WHAT THE TASK ASKS -
Copy out every item below with "instance" changed to "object" throughout, and leave everything else the same.

TASK INPUT -
★ ★ ★ ★ ★ ★ ★
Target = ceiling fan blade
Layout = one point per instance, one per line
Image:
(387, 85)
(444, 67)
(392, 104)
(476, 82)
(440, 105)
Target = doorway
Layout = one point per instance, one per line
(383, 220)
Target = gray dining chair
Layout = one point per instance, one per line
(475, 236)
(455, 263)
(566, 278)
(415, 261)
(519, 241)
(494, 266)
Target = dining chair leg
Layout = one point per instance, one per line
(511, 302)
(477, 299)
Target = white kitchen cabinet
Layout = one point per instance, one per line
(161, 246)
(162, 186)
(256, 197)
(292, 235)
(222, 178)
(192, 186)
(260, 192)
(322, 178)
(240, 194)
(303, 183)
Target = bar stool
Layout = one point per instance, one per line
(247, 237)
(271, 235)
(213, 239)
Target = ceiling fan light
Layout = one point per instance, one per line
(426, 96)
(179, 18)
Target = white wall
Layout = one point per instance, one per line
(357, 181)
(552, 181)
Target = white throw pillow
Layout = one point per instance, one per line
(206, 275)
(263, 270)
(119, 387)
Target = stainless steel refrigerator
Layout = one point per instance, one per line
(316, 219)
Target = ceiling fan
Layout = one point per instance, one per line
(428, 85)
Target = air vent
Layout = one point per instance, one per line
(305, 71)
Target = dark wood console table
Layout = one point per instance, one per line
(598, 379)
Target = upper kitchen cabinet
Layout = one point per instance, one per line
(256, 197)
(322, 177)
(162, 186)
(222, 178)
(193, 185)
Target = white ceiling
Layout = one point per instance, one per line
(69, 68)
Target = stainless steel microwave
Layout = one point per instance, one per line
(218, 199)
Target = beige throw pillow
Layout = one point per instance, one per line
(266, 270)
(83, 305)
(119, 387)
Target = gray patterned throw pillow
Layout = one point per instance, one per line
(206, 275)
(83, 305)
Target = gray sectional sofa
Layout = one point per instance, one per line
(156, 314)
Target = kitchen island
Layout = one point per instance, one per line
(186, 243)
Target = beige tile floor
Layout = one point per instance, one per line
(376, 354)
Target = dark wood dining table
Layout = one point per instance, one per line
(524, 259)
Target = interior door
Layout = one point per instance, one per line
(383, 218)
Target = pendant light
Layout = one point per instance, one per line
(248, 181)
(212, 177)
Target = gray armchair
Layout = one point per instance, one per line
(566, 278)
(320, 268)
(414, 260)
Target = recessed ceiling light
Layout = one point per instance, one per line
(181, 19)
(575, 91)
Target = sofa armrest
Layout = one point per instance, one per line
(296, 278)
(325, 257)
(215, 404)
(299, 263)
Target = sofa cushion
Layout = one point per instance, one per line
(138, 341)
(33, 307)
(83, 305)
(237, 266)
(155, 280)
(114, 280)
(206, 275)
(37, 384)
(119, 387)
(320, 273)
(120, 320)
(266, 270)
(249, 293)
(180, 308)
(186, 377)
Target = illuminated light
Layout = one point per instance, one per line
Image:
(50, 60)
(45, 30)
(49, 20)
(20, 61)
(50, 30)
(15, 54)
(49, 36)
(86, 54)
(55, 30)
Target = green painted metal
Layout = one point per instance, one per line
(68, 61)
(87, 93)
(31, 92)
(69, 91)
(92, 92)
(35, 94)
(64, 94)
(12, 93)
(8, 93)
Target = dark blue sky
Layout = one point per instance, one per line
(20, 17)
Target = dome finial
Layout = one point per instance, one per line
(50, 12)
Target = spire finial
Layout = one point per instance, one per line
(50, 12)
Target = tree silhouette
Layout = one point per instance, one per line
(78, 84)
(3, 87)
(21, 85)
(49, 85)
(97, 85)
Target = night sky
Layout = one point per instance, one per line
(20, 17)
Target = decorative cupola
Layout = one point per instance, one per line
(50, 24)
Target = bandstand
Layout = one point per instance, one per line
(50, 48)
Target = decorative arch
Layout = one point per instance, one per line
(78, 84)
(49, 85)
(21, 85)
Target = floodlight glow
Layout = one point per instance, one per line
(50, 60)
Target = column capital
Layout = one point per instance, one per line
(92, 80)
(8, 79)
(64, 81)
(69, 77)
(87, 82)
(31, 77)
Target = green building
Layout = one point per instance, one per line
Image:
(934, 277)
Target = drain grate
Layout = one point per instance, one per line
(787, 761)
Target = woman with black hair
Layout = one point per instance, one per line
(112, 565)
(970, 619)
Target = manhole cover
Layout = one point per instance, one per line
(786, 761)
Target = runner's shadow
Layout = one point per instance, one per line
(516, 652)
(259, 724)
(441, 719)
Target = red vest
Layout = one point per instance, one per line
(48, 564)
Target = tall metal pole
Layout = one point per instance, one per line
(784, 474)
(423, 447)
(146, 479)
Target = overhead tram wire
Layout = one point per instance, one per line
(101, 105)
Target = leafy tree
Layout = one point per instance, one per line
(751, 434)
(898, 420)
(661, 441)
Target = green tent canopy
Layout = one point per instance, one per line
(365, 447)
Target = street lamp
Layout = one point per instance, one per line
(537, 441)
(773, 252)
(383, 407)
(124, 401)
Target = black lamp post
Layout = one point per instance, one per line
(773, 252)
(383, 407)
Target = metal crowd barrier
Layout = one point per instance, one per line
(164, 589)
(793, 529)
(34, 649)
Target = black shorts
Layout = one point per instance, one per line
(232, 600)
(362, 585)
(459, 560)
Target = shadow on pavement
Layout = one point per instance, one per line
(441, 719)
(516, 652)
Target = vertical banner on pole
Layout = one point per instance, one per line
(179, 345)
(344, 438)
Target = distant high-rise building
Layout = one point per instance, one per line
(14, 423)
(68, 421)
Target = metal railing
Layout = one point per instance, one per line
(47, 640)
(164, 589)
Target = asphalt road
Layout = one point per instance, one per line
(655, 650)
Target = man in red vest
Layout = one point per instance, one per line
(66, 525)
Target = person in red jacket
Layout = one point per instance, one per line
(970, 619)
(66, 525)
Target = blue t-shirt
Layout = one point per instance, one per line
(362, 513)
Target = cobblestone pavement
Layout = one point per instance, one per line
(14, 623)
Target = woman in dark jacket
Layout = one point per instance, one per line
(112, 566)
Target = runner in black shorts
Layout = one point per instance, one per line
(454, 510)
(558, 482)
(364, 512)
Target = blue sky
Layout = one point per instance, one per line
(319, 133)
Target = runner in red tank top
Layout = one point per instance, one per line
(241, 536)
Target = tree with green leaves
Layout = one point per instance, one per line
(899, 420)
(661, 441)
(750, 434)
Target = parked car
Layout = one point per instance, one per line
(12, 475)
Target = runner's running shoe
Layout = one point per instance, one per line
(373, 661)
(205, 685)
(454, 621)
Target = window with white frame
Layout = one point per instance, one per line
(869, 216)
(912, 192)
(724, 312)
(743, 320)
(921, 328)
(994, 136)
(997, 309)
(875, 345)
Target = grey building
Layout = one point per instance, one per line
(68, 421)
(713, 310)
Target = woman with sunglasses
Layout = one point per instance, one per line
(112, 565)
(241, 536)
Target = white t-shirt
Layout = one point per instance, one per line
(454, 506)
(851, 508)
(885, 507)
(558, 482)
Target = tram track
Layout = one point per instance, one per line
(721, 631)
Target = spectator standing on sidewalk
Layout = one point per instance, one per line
★ ★ ★ ★ ★ ★ ★
WRITTEN SOLUTION -
Target = ceiling fan blade
Layout = one point per object, one per line
Image:
(387, 85)
(444, 67)
(392, 104)
(476, 82)
(440, 105)
Target = doorway
Layout = one point per object, one per line
(383, 220)
Target = gray dining chair
Layout = one point per object, one per line
(475, 236)
(455, 263)
(566, 278)
(415, 261)
(519, 241)
(494, 266)
Target = dining chair leg
Layout = one point per object, one per line
(511, 302)
(477, 299)
Target = white kitchen cabinet
Layout = one point per object, one per line
(161, 246)
(162, 186)
(256, 197)
(292, 235)
(222, 178)
(192, 186)
(260, 192)
(322, 178)
(240, 194)
(303, 183)
Target = bar stool
Layout = one point per object, one per line
(247, 237)
(271, 235)
(213, 239)
Target = ceiling fan light
Layout = one point per object, one per line
(426, 96)
(179, 18)
Target = white wall
Layout = one point per object, one per line
(357, 181)
(552, 181)
Target = white throw pillow
Layout = one point per object, one per line
(206, 275)
(263, 270)
(119, 387)
Target = stainless steel refrigerator
Layout = one point per object, one per line
(316, 219)
Target = ceiling fan
Layout = one point per object, one per line
(428, 85)
Target = air vent
Layout = one point per object, one per line
(305, 71)
Target = dark wood console table
Layout = one point per object, one per line
(598, 379)
Target = upper kitchen cabinet
Layout = one point per object, one per line
(256, 197)
(322, 177)
(162, 186)
(222, 178)
(193, 185)
Target = white ceiling
Layout = one point per object, one per line
(69, 68)
Target = stainless steel microwave
Layout = one point per object, one per line
(218, 199)
Target = beige throw pillow
Layout = one point per object, one per line
(266, 270)
(83, 305)
(119, 387)
Target = gray patterned throw pillow
Layout = one point per object, one per line
(206, 275)
(83, 305)
Target = gray sectional sofa
Layout = one point per object, one per line
(156, 314)
Target = kitchen island
Layout = one point per object, one per line
(186, 243)
Target = beige tile floor
Layout = one point per object, one per line
(376, 354)
Target = dark wood dining table
Layout = one point per object, one per line
(524, 259)
Target = interior door
Layout = one point per object, one per line
(383, 218)
Target = pendant light
Layout = one point per object, one per line
(248, 181)
(212, 177)
Target = gray armchair
Layout = one point per object, one per line
(566, 278)
(320, 268)
(414, 260)
Target = recessed ceiling light
Layout = one point per object, one per line
(181, 19)
(575, 91)
Target = sofa armrest
Layout = one point per object, one per line
(296, 278)
(325, 257)
(215, 404)
(299, 263)
Target = sofa cushion
Layout = one point per object, one per line
(138, 341)
(33, 307)
(83, 305)
(237, 266)
(155, 280)
(114, 280)
(206, 275)
(37, 384)
(119, 387)
(320, 273)
(120, 320)
(266, 270)
(249, 293)
(180, 308)
(186, 377)
Target = illuminated light
Layout = one point per object, one per line
Image:
(50, 60)
(45, 30)
(49, 20)
(20, 61)
(50, 30)
(15, 54)
(49, 36)
(86, 54)
(55, 30)
Target = green painted metal
Layout = one point per object, one per line
(68, 61)
(87, 93)
(31, 92)
(69, 91)
(92, 92)
(35, 94)
(64, 94)
(12, 93)
(8, 93)
Target = dark blue sky
Layout = one point per object, one per line
(20, 17)
Target = dome finial
Layout = one point per object, one per line
(50, 12)
Target = spire finial
Layout = one point per object, one per line
(50, 12)
Target = tree silhouette
Layout = one point per object, one per line
(78, 84)
(3, 87)
(21, 85)
(49, 85)
(97, 85)
Target = night sky
Layout = one point per object, one per line
(20, 17)
Target = decorative cupola
Layout = one point per object, one per line
(50, 24)
Target = bandstand
Layout = one point per object, one per line
(50, 48)
Target = decorative arch
Layout = one point per object, one per line
(78, 84)
(49, 85)
(21, 85)
Target = floodlight glow
Layout = one point per object, one per line
(50, 60)
Target = column capital
Layout = one point per object, one per line
(92, 80)
(8, 79)
(64, 81)
(69, 77)
(87, 82)
(31, 77)
Target = green building
Layout = one point per object, one per line
Image:
(934, 277)
Target = drain grate
Layout = one point per object, one per line
(787, 761)
Target = woman with black hair
Layout = one point per object, one per line
(112, 565)
(970, 619)
Target = manhole cover
Layout = one point per object, one per line
(786, 761)
Target = runner's shadow
Layout = one point per object, one per line
(516, 652)
(259, 724)
(441, 719)
Target = red vest
Layout = one point per object, one per line
(48, 564)
Target = tall metal pole
Layout = one point per object, one per line
(784, 474)
(423, 447)
(146, 479)
Target = overhead tram wire
Layout = one point per object, one per line
(101, 105)
Target = leafy tree
Layout = one point per object, one per line
(751, 434)
(898, 420)
(661, 441)
Target = green tent canopy
Layout = one point per object, one per line
(365, 447)
Target = street lamp
Layout = one point per object, one per line
(537, 441)
(773, 252)
(383, 407)
(124, 401)
Target = black lamp post
Layout = one point per object, one per line
(773, 252)
(383, 407)
Target = metal crowd barrier
Layout = one point per object, one per line
(164, 589)
(793, 529)
(34, 649)
Target = black shorts
Layout = one point per object, one per line
(232, 600)
(362, 585)
(459, 560)
Target = shadow on pavement
Layout = one point per object, one per line
(441, 719)
(516, 652)
Target = vertical banner on pole
Layout = one point per object, one per line
(179, 345)
(344, 438)
Target = distant high-rise building
Layout = one point per object, one per line
(14, 423)
(68, 421)
Target = metal railing
Layout = one point per object, one per line
(47, 640)
(164, 589)
Target = asphalt road
Layout = one point per object, one per line
(655, 650)
Target = man in red vest
Layout = one point per object, one per line
(66, 525)
Target = person in red jacket
Layout = one point per object, one per line
(970, 619)
(66, 525)
Target = blue t-shirt
Layout = one point per object, one per line
(362, 513)
Target = cobblestone pavement
Layout = one point per object, one per line
(14, 623)
Target = woman in dark jacket
Layout = one point per object, one per line
(112, 566)
Target = runner in black shorts
Layout = one point per object, one per line
(454, 510)
(558, 482)
(364, 512)
Target = blue sky
Layout = one point per object, one per line
(319, 133)
Target = runner in red tank top
Layout = one point per object, one per line
(241, 536)
Target = tree with green leaves
Layout = one point per object, one per line
(899, 420)
(661, 441)
(750, 434)
Target = parked car
Layout = one point per object, one per line
(12, 475)
Target = runner's running shoe
Layout = one point per object, one per line
(373, 661)
(205, 685)
(454, 621)
Target = window with white frame
Layout = one point per object, one per line
(869, 216)
(912, 192)
(724, 312)
(743, 320)
(921, 328)
(994, 136)
(997, 309)
(875, 345)
Target = grey building
Layout = one point per object, one per line
(68, 421)
(713, 310)
Target = woman with sunglasses
Layout = one point per object, one per line
(112, 565)
(241, 536)
Target = white t-shirt
Layout = one point per object, one per line
(454, 506)
(851, 508)
(885, 507)
(558, 482)
Target = tram track
Layout = one point per object, one per line
(721, 631)
Target = spectator standing on sidewalk
Layout = one point per object, one per line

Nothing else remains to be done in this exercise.